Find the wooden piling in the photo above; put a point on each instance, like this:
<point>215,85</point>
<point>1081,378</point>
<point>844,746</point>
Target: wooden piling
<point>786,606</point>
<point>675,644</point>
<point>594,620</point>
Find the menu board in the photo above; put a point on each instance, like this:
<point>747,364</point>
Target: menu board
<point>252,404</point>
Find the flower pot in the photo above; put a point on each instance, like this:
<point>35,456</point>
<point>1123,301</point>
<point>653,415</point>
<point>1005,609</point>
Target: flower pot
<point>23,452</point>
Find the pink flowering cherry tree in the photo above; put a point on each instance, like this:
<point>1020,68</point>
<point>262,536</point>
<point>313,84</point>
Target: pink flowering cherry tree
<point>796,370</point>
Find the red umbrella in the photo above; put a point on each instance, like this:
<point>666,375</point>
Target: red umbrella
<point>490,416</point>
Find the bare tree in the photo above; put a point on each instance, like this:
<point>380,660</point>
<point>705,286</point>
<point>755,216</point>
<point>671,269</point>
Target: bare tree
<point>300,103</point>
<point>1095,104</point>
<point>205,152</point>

********************

**Exercise directions**
Find "Find the bare" in the entries above, then repeat its line and all lines after it exactly, down to the last line.

**Result of the task**
Find the bare tree in the photo above; put a point on each instance, like this:
<point>380,660</point>
<point>705,286</point>
<point>755,216</point>
<point>671,269</point>
Target: bare tree
<point>300,103</point>
<point>1095,104</point>
<point>205,152</point>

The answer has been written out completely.